**Work instruction**
An exact copy of the listing is needed, with every line kept.
START Data under study
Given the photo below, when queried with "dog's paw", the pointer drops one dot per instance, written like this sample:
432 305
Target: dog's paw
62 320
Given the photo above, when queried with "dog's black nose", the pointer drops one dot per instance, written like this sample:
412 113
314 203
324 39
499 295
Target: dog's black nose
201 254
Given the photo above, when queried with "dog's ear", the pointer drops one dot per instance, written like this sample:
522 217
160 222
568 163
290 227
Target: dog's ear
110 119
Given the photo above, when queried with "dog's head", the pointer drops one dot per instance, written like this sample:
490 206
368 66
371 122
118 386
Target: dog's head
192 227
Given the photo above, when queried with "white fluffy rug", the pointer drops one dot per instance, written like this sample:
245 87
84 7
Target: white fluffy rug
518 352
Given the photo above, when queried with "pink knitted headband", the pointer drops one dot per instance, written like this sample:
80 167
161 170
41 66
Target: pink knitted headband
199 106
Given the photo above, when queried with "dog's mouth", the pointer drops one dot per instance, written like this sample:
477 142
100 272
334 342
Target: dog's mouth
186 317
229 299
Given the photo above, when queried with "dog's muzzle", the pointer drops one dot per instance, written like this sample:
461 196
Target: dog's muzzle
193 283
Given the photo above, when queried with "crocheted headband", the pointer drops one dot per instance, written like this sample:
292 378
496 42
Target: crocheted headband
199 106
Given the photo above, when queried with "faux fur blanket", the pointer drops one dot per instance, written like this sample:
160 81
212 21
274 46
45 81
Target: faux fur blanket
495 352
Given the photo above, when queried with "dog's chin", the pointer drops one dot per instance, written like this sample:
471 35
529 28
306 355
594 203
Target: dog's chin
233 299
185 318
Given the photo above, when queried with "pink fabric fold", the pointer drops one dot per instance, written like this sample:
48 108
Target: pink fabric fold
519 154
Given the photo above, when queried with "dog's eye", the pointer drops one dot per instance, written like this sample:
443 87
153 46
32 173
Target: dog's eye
END Data under study
**Output for this exercise**
Given the photo below, when queried with "dog's paw", the pointer drops one dot per instance, written like this sample:
432 305
Target: dog's paw
62 320
Given the photo above, when queried with "dog's black nose", the pointer drops one dot per instance, written like this sample:
412 113
314 203
324 39
499 295
Target: dog's black nose
201 254
Given the photo above, when queried with "dog's ear", the pointer drops one dot per instance, written like this sample:
522 217
160 222
568 163
290 227
Target: dog's ear
110 119
Given the photo above, when queried with "dog's head", the pointer drops one dot per instance, written like this sample:
490 206
368 66
371 122
118 386
Target: dog's head
192 227
Given the photo above, when queried with "white fluffy rug", the pointer drops one dot per instance, written like this sample:
245 87
84 7
Target: white fluffy rug
518 352
Given the photo above, when queried with "pink knitted headband", the pointer drops one dot per instance, written like this sample:
80 167
161 170
41 66
Target: pink knitted headband
199 106
Given the photo above, when queried with "dog's mouth", the pointer drops one dot per instance, written like this sample:
477 142
100 272
334 342
Target: dog's mouth
186 317
229 299
Given the photo above, when queried with "dog's muzzle", the pointer drops one dot per instance, written like this sample:
461 196
Target: dog's muzzle
193 283
Given the photo above, when queried with "crocheted headband", the pointer drops one dot per instance, written like this sample:
292 378
496 42
Target: crocheted headband
199 106
Given the photo above, when queried with "faux fur blanket", the pointer drops one dot per instance, written like this sample:
160 81
212 21
274 46
45 81
Target: faux fur blanket
495 352
Given the photo above, when queried with "dog's chin", the pointer drops one dot per instance, written like this sample:
471 35
529 28
306 355
594 203
Target: dog's chin
233 299
185 318
Given the photo above, when queried with "pink fabric fold", the pointer drops one dot per instance, written like this sample:
48 108
Target: pink fabric fold
519 154
Given the photo above, when queried with "dog's eye", the pointer drops one dot per instance, written like this sample:
443 87
153 46
32 173
Target: dog's eye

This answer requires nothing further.